Brain tumor segmentation using synthetic MR images -- A comparison of GANs and diffusion models

TL;DR

This study addresses privacy-driven data-sharing barriers in medical imaging by evaluating whether synthetic brain MRI data can effectively train segmentation models. It compares four 2D GANs (Progressive GAN, StyleGAN1-3) and a diffusion model to generate 5-channel brain MRI data (four MR sequences plus tumor annotation) and assesses performance using U-Net and Swin-transformer segmentation networks on BraTS 2020/2021. The findings show that segmentation models trained on synthetic data achieve Dice scores at 80-90% of those trained on real data, with diffusion models more prone to memorization on small datasets, while StyleGANs offer competitive performance; overall, synthetic data sharing is viable but requires careful handling of memorization and model choice. The work provides public access to the generated synthetic images and trained models and highlights the need for improved evaluation metrics beyond FID/IS to accurately reflect clinical segmentation performance.

*Excerpted records*:

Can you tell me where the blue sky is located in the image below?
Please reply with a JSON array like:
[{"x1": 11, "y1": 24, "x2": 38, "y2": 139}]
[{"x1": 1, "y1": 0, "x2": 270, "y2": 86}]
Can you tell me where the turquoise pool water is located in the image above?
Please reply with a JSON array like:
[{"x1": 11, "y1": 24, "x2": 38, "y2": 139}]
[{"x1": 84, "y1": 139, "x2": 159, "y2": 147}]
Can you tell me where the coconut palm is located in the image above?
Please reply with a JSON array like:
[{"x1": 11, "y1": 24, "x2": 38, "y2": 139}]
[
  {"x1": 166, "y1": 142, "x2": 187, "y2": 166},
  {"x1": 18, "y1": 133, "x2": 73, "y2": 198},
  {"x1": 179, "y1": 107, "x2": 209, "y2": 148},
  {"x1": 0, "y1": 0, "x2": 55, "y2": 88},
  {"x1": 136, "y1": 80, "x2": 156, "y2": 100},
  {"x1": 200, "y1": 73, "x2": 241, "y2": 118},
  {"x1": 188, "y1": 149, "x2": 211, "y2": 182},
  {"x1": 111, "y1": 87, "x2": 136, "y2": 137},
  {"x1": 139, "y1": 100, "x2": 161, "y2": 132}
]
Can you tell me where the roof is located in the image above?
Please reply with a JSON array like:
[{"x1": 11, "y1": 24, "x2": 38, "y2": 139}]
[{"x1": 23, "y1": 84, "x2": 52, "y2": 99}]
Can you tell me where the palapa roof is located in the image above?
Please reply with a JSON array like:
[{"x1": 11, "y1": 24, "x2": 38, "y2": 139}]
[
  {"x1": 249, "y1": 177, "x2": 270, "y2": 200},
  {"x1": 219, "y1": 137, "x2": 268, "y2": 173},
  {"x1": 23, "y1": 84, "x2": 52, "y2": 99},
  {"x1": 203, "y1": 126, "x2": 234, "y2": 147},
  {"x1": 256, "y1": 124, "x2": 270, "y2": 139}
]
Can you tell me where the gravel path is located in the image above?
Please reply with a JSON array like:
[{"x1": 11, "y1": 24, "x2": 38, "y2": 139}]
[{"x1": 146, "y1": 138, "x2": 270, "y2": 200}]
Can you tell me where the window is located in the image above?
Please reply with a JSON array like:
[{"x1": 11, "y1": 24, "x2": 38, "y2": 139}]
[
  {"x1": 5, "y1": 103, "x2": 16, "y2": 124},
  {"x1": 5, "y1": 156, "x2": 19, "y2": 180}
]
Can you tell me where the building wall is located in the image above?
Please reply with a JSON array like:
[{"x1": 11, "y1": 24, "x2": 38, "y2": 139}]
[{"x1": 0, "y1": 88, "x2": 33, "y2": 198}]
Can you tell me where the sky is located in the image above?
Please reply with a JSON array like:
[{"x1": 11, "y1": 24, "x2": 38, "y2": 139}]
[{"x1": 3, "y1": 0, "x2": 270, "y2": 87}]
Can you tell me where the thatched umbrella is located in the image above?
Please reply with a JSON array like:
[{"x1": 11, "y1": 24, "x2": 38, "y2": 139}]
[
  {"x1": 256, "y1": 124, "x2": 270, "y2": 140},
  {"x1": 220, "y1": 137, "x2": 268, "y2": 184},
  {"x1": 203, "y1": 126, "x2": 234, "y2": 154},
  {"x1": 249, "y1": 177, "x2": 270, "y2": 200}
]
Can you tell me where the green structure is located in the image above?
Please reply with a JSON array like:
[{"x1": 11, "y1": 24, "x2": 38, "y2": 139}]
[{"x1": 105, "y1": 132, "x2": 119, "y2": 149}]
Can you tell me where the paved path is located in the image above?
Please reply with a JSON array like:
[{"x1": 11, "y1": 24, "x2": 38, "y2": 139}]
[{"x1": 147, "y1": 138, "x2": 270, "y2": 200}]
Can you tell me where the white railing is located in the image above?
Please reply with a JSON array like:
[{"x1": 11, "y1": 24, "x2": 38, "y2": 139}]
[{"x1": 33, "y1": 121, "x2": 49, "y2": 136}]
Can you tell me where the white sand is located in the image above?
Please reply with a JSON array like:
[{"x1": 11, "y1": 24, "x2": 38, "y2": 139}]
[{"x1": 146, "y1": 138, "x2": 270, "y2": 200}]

*Exercise A*: From the brain tumor segmentation summary, list every generative model the study compares for producing synthetic brain MRI data.
*Exercise B*: According to the brain tumor segmentation summary, how do Dice scores of segmentation models trained on synthetic data compare with those of models trained on real data?
*Exercise C*: Write the next part of the brain tumor segmentation summary, picking up after its final sentence.

*Response area A*: Progressive GAN, StyleGAN1, StyleGAN2, StyleGAN3, and a diffusion model

*Response area B*: They reach 80-90% of the Dice scores of models trained on real data.

*Response area C*:
Abstract

Large annotated datasets are required for training deep learning models, but in medical imaging data sharing is often complicated due to ethics, anonymization and data protection legislation. Generative AI models, such as generative adversarial networks (GANs) and diffusion models, can today produce very realistic synthetic images, and can potentially facilitate data sharing. However, in order to share synthetic medical images it must first be demonstrated that they can be used for training different networks with acceptable performance. Here, we therefore comprehensively evaluate four GANs (progressive GAN, StyleGAN 1-3) and a diffusion model for the task of brain tumor segmentation (using two segmentation networks, U-Net and a Swin transformer). Our results show that segmentation networks trained on synthetic images reach Dice scores that are 80% - 90% of Dice scores when training with real images, but that memorization of the training images can be a problem for diffusion models if the original dataset is too small. Our conclusion is that sharing synthetic medical images is a viable option to sharing real images, but that further work is required. The trained generative models and the generated synthetic images are shared on AIDA data hub
Paper Structure (21 sections, 5 figures, 9 tables)

This paper contains 21 sections, 5 figures, 9 tables.

Figures (5)

  • Figure 1: Synthetic 5-channel images from the BraTS 2021 data. Each row shows a generative model, except for the top row which shows a real example, and each column shows a different MR sequence.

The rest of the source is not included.